● **To do**: Rewrite the rows below, changing every "per_instance" to "each_instance" and keeping all other text the same. Leave the pictures out of your answer.

● **Record excerpts**:
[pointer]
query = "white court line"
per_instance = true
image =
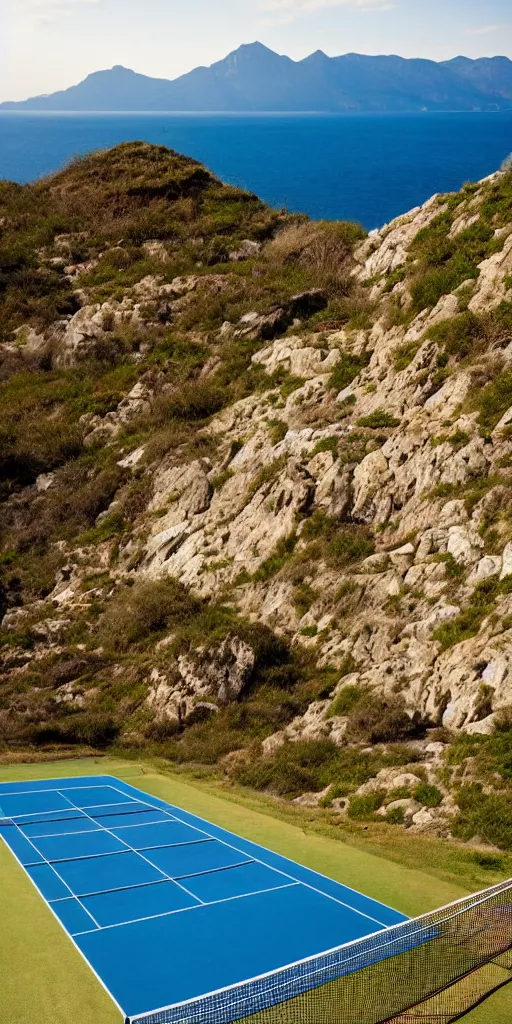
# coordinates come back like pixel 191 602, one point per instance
pixel 81 810
pixel 138 854
pixel 117 889
pixel 48 864
pixel 86 832
pixel 286 876
pixel 312 870
pixel 65 930
pixel 183 909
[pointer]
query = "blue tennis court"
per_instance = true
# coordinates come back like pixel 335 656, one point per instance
pixel 166 908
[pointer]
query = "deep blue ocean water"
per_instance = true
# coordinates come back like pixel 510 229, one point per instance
pixel 358 167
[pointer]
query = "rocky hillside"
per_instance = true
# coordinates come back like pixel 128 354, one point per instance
pixel 256 482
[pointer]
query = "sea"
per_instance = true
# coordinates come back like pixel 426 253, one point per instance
pixel 363 167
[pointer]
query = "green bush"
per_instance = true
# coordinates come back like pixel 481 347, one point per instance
pixel 364 808
pixel 138 612
pixel 395 816
pixel 345 700
pixel 428 796
pixel 349 546
pixel 459 336
pixel 303 597
pixel 379 720
pixel 348 368
pixel 378 419
pixel 488 816
pixel 404 354
pixel 275 561
pixel 495 399
pixel 86 728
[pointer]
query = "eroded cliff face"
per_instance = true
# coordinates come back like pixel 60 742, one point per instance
pixel 340 534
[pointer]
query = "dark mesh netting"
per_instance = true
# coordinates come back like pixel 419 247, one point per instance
pixel 433 969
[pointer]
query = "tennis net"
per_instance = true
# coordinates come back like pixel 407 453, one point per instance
pixel 432 969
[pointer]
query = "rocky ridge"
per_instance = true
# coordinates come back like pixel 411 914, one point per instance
pixel 354 506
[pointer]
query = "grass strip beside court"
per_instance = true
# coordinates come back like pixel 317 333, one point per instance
pixel 43 976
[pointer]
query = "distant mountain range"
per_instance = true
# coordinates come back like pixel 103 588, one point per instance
pixel 254 78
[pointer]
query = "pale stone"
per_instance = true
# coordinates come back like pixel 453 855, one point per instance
pixel 507 561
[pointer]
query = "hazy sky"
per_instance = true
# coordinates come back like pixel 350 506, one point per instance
pixel 50 44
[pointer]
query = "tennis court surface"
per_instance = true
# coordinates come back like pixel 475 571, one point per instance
pixel 178 919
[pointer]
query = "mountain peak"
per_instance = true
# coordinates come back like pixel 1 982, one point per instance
pixel 256 78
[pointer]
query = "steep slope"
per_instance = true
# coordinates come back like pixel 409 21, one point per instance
pixel 254 78
pixel 256 487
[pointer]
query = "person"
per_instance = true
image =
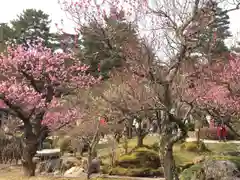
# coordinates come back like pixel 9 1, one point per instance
pixel 221 132
pixel 224 133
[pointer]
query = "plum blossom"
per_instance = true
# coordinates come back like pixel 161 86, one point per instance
pixel 34 80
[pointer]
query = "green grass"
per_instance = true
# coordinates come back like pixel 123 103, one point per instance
pixel 181 157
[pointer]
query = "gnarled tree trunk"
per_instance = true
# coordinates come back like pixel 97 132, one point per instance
pixel 30 145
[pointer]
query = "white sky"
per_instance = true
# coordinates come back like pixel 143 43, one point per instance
pixel 10 8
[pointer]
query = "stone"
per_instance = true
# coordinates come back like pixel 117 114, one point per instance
pixel 198 159
pixel 57 173
pixel 218 169
pixel 53 165
pixel 36 160
pixel 75 171
pixel 95 165
pixel 68 162
pixel 49 166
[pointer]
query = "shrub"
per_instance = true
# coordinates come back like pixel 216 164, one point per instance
pixel 211 133
pixel 194 146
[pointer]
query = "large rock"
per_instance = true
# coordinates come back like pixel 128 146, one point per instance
pixel 75 171
pixel 95 165
pixel 49 166
pixel 68 162
pixel 217 169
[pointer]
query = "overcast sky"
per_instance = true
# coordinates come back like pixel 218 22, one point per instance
pixel 10 8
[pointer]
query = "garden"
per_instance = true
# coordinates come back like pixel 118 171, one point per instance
pixel 138 92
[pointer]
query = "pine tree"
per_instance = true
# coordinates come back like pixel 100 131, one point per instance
pixel 32 25
pixel 212 39
pixel 101 45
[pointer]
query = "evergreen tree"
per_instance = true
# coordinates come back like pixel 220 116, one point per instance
pixel 212 39
pixel 101 45
pixel 32 25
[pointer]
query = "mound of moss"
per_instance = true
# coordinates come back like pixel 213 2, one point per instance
pixel 194 146
pixel 141 162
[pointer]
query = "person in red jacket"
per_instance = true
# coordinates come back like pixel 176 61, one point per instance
pixel 221 132
pixel 224 132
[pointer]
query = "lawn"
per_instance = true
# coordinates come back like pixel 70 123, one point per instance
pixel 181 157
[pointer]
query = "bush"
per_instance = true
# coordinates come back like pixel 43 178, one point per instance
pixel 139 158
pixel 194 146
pixel 211 134
pixel 137 172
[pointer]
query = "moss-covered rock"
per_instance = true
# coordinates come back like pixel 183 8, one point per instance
pixel 65 145
pixel 136 172
pixel 194 146
pixel 213 167
pixel 190 172
pixel 140 158
pixel 141 162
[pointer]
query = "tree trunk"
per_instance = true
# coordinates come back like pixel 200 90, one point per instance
pixel 89 163
pixel 30 145
pixel 29 151
pixel 130 132
pixel 140 138
pixel 169 164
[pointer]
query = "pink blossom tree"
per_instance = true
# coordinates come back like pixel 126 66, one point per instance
pixel 33 83
pixel 215 87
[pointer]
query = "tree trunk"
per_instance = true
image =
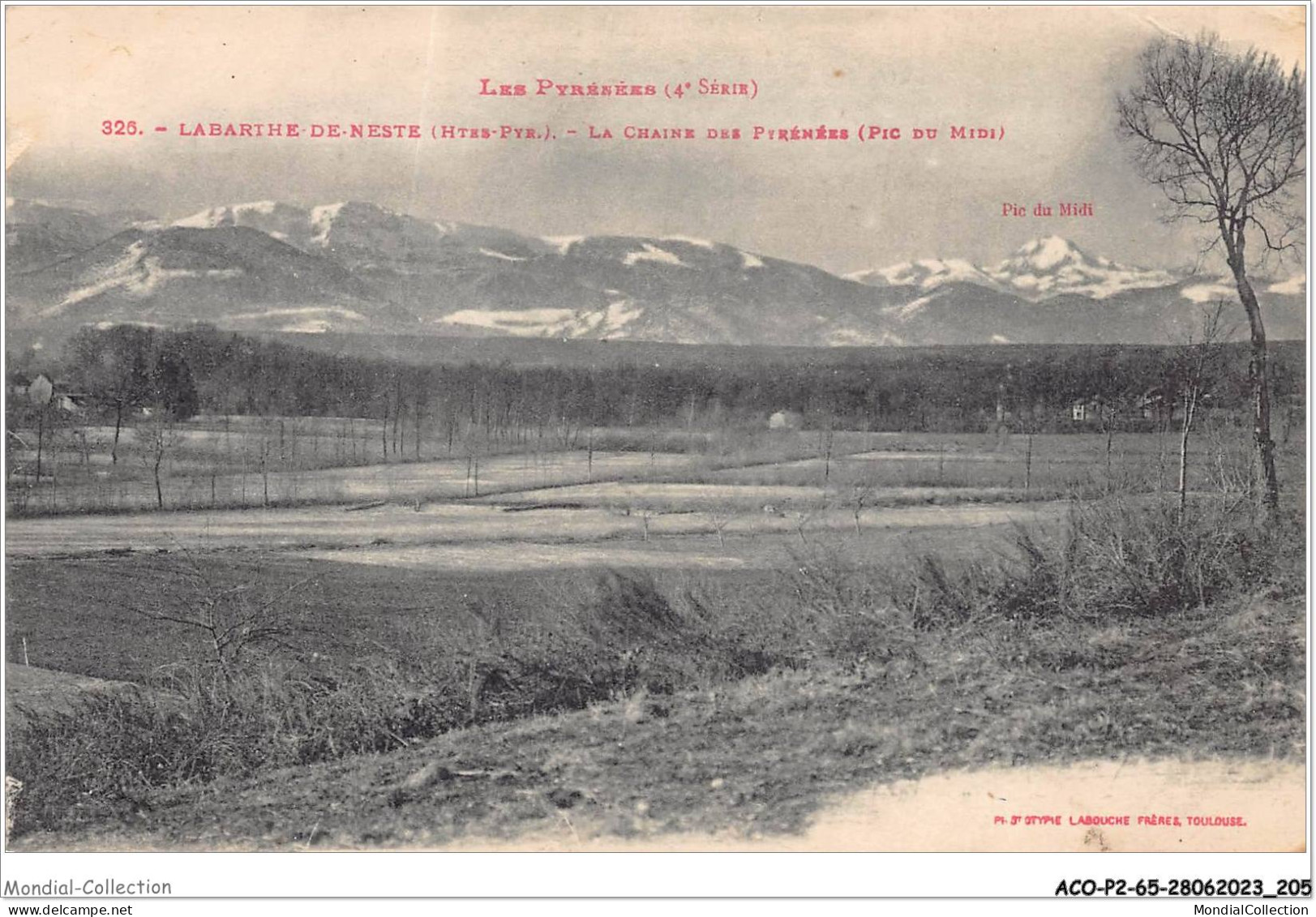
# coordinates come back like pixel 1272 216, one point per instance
pixel 160 492
pixel 1190 404
pixel 1265 446
pixel 118 422
pixel 41 435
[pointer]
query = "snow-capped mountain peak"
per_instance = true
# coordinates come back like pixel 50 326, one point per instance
pixel 1040 268
pixel 1053 266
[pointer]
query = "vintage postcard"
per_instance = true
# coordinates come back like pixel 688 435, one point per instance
pixel 657 429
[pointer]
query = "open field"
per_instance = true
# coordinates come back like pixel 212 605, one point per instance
pixel 657 649
pixel 824 756
pixel 209 463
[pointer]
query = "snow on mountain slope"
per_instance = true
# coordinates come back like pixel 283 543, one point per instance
pixel 1043 268
pixel 1052 266
pixel 927 274
pixel 359 268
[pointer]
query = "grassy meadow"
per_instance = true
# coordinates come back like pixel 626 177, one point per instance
pixel 633 632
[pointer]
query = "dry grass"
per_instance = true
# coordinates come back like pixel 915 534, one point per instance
pixel 1138 633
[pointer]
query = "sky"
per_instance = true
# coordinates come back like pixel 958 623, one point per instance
pixel 1047 75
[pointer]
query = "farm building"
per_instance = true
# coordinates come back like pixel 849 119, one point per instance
pixel 786 420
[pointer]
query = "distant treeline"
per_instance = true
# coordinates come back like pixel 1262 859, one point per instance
pixel 931 388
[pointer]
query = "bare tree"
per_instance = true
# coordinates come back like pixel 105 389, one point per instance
pixel 229 619
pixel 1198 374
pixel 1224 135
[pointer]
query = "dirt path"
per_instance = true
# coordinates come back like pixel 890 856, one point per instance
pixel 958 811
pixel 323 528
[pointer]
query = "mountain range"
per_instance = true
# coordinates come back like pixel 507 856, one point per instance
pixel 358 268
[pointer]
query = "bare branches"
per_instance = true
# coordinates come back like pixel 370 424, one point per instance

● **Final answer**:
[pointer]
query = "white court line"
each_instance = true
image =
# coordinates come back like pixel 191 602, one point per instance
pixel 81 810
pixel 138 854
pixel 117 889
pixel 48 864
pixel 86 832
pixel 286 876
pixel 312 870
pixel 65 930
pixel 183 909
[pointer]
query = "blue tennis court"
each_instance = true
# coordinates come back like pixel 335 656, one point per instance
pixel 166 908
[pointer]
query = "deep blue ocean water"
each_instance = true
# coordinates come back like pixel 510 229, one point per instance
pixel 358 167
[pointer]
query = "rocky hillside"
each_instance = true
# coordinates come back like pixel 128 354, one point per instance
pixel 256 482
[pointer]
query = "sea"
each_instance = true
# coordinates come back like pixel 426 253, one point per instance
pixel 363 167
[pointer]
query = "green bush"
each_instance = true
# coordinates come back like pixel 481 347, one point per instance
pixel 364 808
pixel 138 612
pixel 395 816
pixel 345 700
pixel 428 796
pixel 349 546
pixel 459 336
pixel 303 597
pixel 379 720
pixel 348 368
pixel 378 419
pixel 488 816
pixel 404 354
pixel 275 561
pixel 495 399
pixel 86 728
[pointer]
query = "eroded cliff face"
each_instance = true
# coordinates come back like pixel 60 742, one point per instance
pixel 340 534
[pointer]
query = "dark mesh netting"
each_instance = true
# coordinates come back like pixel 419 247, one point per instance
pixel 433 969
[pointer]
query = "tennis net"
each_instance = true
# coordinates come back like pixel 407 453, one point per instance
pixel 432 969
[pointer]
query = "rocky ridge"
each_instance = true
# coordinates come back like pixel 411 914, one point per instance
pixel 354 506
[pointer]
query = "grass strip beside court"
each_instance = true
# coordinates come back like pixel 317 333, one point per instance
pixel 43 976
[pointer]
query = "distant mountain range"
each_instance = true
# coordinates come back like pixel 103 588, one point per instance
pixel 254 78
[pointer]
query = "pale stone"
each_instance = true
# coordinates come back like pixel 453 855, one point per instance
pixel 507 561
[pointer]
query = "hazy sky"
each_instance = true
# coordinates come back like pixel 350 506, one point per instance
pixel 50 44
[pointer]
query = "tennis court surface"
each_instance = true
# coordinates come back like pixel 475 571, one point per instance
pixel 178 919
[pointer]
query = "mountain peak"
each_instance = true
# coordinates come back like pixel 1 982, one point per instance
pixel 256 78
[pointer]
query = "steep slope"
each_instance = true
# coordinates come back like pixel 409 21, one point per instance
pixel 254 78
pixel 256 487
[pointer]
query = "person"
each_instance = true
image =
# coordinates come back like pixel 9 1, one point per instance
pixel 221 132
pixel 224 133
[pointer]
query = "plum blossom"
each_instance = true
# coordinates come back like pixel 161 86, one point per instance
pixel 34 80
[pointer]
query = "green grass"
each_instance = true
# coordinates come back like pixel 123 103, one point per instance
pixel 181 157
[pointer]
query = "gnarled tree trunk"
each_instance = true
# coordinates come back like pixel 97 132, one point per instance
pixel 30 145
[pointer]
query = "white sky"
each_instance = true
# coordinates come back like pixel 143 43, one point per instance
pixel 10 8
[pointer]
query = "stone"
each_instance = true
# coordinates come back like pixel 117 114, one point per instance
pixel 198 159
pixel 57 173
pixel 218 169
pixel 53 165
pixel 36 160
pixel 75 171
pixel 95 165
pixel 68 162
pixel 49 166
[pointer]
query = "shrub"
each_instance = true
# coordinates come back like pixel 216 164, one point per instance
pixel 211 133
pixel 194 146
[pointer]
query = "large rock"
each_instance = true
# coordinates come back like pixel 128 146, one point per instance
pixel 75 171
pixel 95 165
pixel 49 166
pixel 68 162
pixel 217 169
[pointer]
query = "overcast sky"
each_instance = true
# coordinates come back like pixel 218 22, one point per instance
pixel 10 8
[pointer]
query = "garden"
each_instance = true
# coordinates come back like pixel 118 171, one point per instance
pixel 138 92
[pointer]
query = "pine tree"
each_instance = true
# coordinates come back like pixel 100 131, one point per instance
pixel 32 25
pixel 212 39
pixel 101 45
[pointer]
query = "evergreen tree"
each_instance = true
# coordinates come back like pixel 220 116, one point per instance
pixel 212 39
pixel 101 45
pixel 32 25
[pointer]
query = "mound of moss"
each_instance = true
# coordinates come back like pixel 213 2, one point per instance
pixel 194 146
pixel 141 162
[pointer]
query = "person in red jacket"
each_instance = true
# coordinates come back like pixel 176 61, one point per instance
pixel 221 132
pixel 224 132
[pointer]
query = "lawn"
each_instance = true
# coordinates come back like pixel 70 123, one point per instance
pixel 181 157
[pointer]
query = "bush"
each_instance = true
# coordinates come back like pixel 43 178, one point per instance
pixel 139 158
pixel 194 146
pixel 211 134
pixel 137 172
[pointer]
query = "moss-covered rock"
each_instance = true
# coordinates come back like pixel 183 8, one point per instance
pixel 65 145
pixel 136 172
pixel 194 146
pixel 213 167
pixel 190 172
pixel 140 158
pixel 141 162
[pointer]
query = "tree trunk"
each_instance = true
# coordinates come back like pixel 200 90, one point per instance
pixel 89 163
pixel 30 145
pixel 29 151
pixel 130 132
pixel 140 138
pixel 169 164
[pointer]
query = "pink blossom tree"
each_instance = true
# coordinates come back like pixel 126 66, one point per instance
pixel 33 83
pixel 215 87
[pointer]
query = "tree trunk"
each_instance = true
image =
# coordinates come back like pixel 1272 216, one point per instance
pixel 160 492
pixel 1190 404
pixel 1265 446
pixel 118 422
pixel 41 435
[pointer]
query = "snow-capped mountain peak"
each_instance = true
# coordinates come back like pixel 50 326, one point per instance
pixel 1040 268
pixel 1053 266
[pointer]
query = "vintage postcard"
each_instance = true
# coordinates come back like pixel 688 435, one point per instance
pixel 657 429
[pointer]
query = "open field"
each_instance = true
# coordinates come back like pixel 212 605, one point per instance
pixel 657 649
pixel 824 756
pixel 209 463
[pointer]
query = "snow on mountain slope"
each_instance = true
# coordinates come back like pixel 283 543, one point per instance
pixel 1043 268
pixel 1052 266
pixel 927 274
pixel 359 268
[pointer]
query = "grassy meadow"
each_instance = true
# coordinates come back like pixel 626 177, one point per instance
pixel 633 632
[pointer]
query = "dry grass"
each_instance = true
# coordinates come back like pixel 915 534, one point per instance
pixel 1138 633
[pointer]
query = "sky"
each_instance = true
# coordinates come back like pixel 958 623, one point per instance
pixel 1047 75
[pointer]
query = "farm building"
each_instance = true
# coordinates come back like pixel 849 119, one point per instance
pixel 786 420
[pointer]
query = "distant treeline"
each_instance = true
# coordinates come back like pixel 1262 859, one point per instance
pixel 931 388
[pointer]
query = "bare tree"
each_instance = true
# coordinates come back like pixel 105 389, one point per instance
pixel 229 619
pixel 1198 374
pixel 1224 135
[pointer]
query = "dirt path"
each_instance = true
# coordinates come back like pixel 890 856, one point per instance
pixel 958 811
pixel 323 528
[pointer]
query = "mountain range"
each_instance = true
# coordinates come back like pixel 507 856, one point per instance
pixel 358 268
[pointer]
query = "bare branches"
each_instance = true
# coordinates come back like pixel 370 424, one point per instance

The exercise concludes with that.